Pas d'effet sans cause

«Dieu se rit des créatures qui déplorent les effets dont elles continuent à chérir les causes.» Cette citation de Jacques Bénigne Bossuet dans le livre Démolition avant travaux de Philippe Meyer chez Robert Laffont, convient parfaitement à notre époque où l'inconséquence est partout, par le "manque de suite dans les idées, de réflexion dans la conduite", par le fait de "ne pas calculer les conséquences de ses actes ou de ses paroles"...

C'est ainsi que l'on peut déplorer toutes sortes de problèmes politiques, économiques, financiers, environnementaux, de société, de santé, psychologiques..., tout en chérissant notre mode de vie, notre organisation du travail, notre modèle économique ou notre fameux "modèle social" que le monde entier nous envierait et qui fait eau de toutes parts, ou tout au moins sans s'attaquer aux abus, gabegies, inégalités et injustices...

Il n'y a pas d'effet sans cause, pas de fumée sans feu. C'est le principe de causalité ou de raison suffisante. Le philosophe et ancien ministre de l'Éducation nationale Luc Ferry, interviewé par le magazine L'Expansion en juin 2006, évoquait «une critique du libéralisme qu'un libéral comme moi doit prendre au sérieux». En effet disait-il, «beaucoup de chefs d'entreprise n'ont pas conscience de la contradiction dans laquelle ils se trouvent.
_ _ _
• **EXERCICES**:
**1)** Relevez tous les types de problèmes que, selon l'article, l'on peut déplorer.
**2)** Répondez brièvement à partir de l'article :
(a) Dans quel livre se trouve la citation de Bossuet ?
(b) Quels deux noms l'article donne-t-il au principe selon lequel il n'y a pas d'effet sans cause ?
(c) Quel magazine a interviewé Luc Ferry, et à quelle date ?
**3)** Ces affirmations concordent-elles avec l'article ? Répondez par oui ou non et citez les mots qui le montrent.
(a) Luc Ferry se considère lui-même comme un libéral.
(b) La citation sur les créatures qui déplorent les effets est de Philippe Meyer.
(c) Luc Ferry a été ministre de la Culture.

• **EXTRAIT DES DONNÉES**:
_ _ _
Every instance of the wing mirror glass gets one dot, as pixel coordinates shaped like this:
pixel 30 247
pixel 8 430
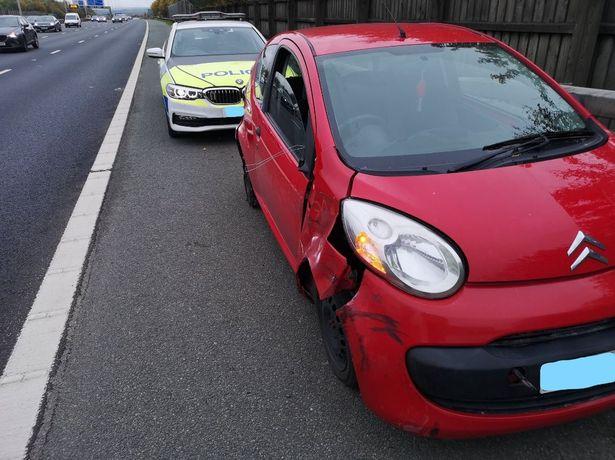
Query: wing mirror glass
_ _ _
• **CORRIGÉS**:
**1)** politiques, économiques, financiers, environnementaux, de société, de santé, psychologiques

**2)**
(a) Dans *Démolition avant travaux* de Philippe Meyer, chez Robert Laffont.
(b) Le principe de causalité, ou de raison suffisante.
(c) Le magazine L'Expansion, en juin 2006.

**3)**
(a) Oui : « une critique du libéralisme qu'un libéral comme moi doit prendre au sérieux »
(b) Non : « Cette citation de Jacques Bénigne Bossuet dans le livre Démolition avant travaux de Philippe Meyer »
(c) Non : « Le philosophe et ancien ministre de l'Éducation nationale Luc Ferry »